■ **GIVEN TASK**:
Quote the whole listing verbatim.
═══ DATA EXTRACT
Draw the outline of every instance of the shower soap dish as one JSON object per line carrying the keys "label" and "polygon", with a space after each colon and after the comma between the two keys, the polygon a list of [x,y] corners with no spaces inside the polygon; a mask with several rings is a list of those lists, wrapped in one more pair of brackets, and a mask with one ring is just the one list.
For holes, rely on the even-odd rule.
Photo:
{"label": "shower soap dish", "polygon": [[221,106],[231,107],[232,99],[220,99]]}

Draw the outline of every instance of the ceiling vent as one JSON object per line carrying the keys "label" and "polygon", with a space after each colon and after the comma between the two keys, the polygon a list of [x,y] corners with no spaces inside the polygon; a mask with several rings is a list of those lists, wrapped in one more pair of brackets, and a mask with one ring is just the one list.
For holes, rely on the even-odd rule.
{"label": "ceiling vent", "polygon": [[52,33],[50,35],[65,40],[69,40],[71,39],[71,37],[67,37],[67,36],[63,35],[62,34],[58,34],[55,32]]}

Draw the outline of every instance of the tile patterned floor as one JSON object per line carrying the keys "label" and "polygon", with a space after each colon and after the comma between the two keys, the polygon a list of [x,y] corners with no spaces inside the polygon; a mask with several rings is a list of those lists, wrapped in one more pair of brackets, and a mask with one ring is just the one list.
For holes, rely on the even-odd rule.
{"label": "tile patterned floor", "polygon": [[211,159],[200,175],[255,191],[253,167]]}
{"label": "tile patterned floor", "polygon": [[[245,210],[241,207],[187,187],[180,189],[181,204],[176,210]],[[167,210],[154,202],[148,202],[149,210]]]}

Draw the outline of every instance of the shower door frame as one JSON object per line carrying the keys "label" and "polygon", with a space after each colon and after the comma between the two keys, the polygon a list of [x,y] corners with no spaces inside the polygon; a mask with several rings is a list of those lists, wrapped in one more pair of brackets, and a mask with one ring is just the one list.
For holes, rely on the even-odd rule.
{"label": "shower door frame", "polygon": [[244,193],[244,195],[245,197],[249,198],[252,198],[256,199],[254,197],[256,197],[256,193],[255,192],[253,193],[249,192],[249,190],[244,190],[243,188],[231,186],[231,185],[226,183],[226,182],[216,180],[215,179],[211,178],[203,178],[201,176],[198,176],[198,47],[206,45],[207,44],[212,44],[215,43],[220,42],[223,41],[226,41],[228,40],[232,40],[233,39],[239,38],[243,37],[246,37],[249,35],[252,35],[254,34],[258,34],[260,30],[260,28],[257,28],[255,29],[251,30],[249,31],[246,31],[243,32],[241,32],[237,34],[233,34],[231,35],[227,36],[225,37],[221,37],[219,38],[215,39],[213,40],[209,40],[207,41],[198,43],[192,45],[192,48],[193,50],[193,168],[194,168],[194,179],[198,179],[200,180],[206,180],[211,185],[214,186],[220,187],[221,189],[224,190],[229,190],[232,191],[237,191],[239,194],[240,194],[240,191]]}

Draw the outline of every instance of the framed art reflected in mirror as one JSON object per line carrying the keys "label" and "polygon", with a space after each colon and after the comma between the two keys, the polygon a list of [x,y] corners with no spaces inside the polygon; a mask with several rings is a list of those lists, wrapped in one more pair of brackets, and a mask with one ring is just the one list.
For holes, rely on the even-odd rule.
══════
■ **EXERCISE RESULT**:
Draw the outline of every instance of the shower soap dish as one JSON object per line carrying the keys "label" and "polygon", with a space after each colon and after the comma between the two keys, the polygon a list of [x,y] corners with no spaces inside the polygon; a mask with several rings is a list of those lists, wrapped in one more pair of brackets, and a mask with one ring is just the one list.
For holes, rely on the even-odd rule.
Photo:
{"label": "shower soap dish", "polygon": [[221,106],[231,107],[232,99],[220,99]]}

Draw the outline of every instance of the ceiling vent as one JSON object per line carrying the keys "label" and "polygon", with a space after each colon and after the comma between the two keys, the polygon a list of [x,y] corners with no spaces inside the polygon; a mask with several rings is a list of those lists, wrapped in one more pair of brackets, and a mask with one ring is just the one list.
For holes, rely on the even-odd rule.
{"label": "ceiling vent", "polygon": [[52,33],[50,35],[65,40],[69,40],[71,39],[71,37],[67,37],[67,36],[63,35],[62,34],[58,34],[55,32]]}

Draw the outline of every instance of the tile patterned floor as one JSON object per line carrying the keys "label" and "polygon", with a space after each colon and after the comma between the two keys, the polygon a list of [x,y] corners with no spaces inside the polygon; a mask with several rings is a list of those lists, wrapped in one more pair of brackets, and a mask with one ring is just the one list.
For holes, rely on the even-odd rule.
{"label": "tile patterned floor", "polygon": [[211,159],[200,175],[255,191],[253,167]]}
{"label": "tile patterned floor", "polygon": [[[245,210],[241,207],[187,187],[180,189],[181,204],[176,210]],[[167,210],[154,202],[148,202],[149,210]]]}

Draw the outline of every instance of the shower door frame as one JSON object per line carrying the keys "label" and "polygon", with a space after each colon and after the comma between the two keys, the polygon a list of [x,y] corners with no spaces inside the polygon; a mask with several rings is a list of those lists, wrapped in one more pair of brackets, and a mask with one ring is just the one list.
For holes, rely on the even-odd rule.
{"label": "shower door frame", "polygon": [[244,193],[244,195],[245,197],[249,198],[252,198],[256,199],[254,197],[256,197],[256,193],[255,192],[253,193],[249,192],[249,190],[244,190],[243,188],[231,186],[231,185],[226,183],[226,182],[216,180],[215,179],[211,178],[203,178],[201,176],[198,176],[198,47],[206,45],[207,44],[212,44],[215,43],[220,42],[223,41],[226,41],[228,40],[232,40],[233,39],[239,38],[243,37],[246,37],[249,35],[252,35],[254,34],[258,34],[260,30],[260,28],[257,28],[255,29],[251,30],[249,31],[246,31],[243,32],[241,32],[237,34],[233,34],[231,35],[227,36],[225,37],[221,37],[219,38],[215,39],[213,40],[209,40],[207,41],[198,43],[192,45],[192,48],[193,50],[193,168],[194,168],[194,179],[198,179],[200,180],[206,180],[211,185],[214,186],[220,187],[221,189],[224,190],[229,190],[232,191],[237,191],[239,194],[240,194],[240,191]]}

Draw the outline of every instance of the framed art reflected in mirror as one JSON object per line carrying the keys "label" and "polygon", with a space after each colon and after the comma between the two keys, the polygon a list of [x,y] corners with no spaces inside the polygon; a mask with several rings is a list of those lists, wrapped in one more pair of brackets, and a mask with one ring is just the one list.
For holes, rely on the even-odd rule.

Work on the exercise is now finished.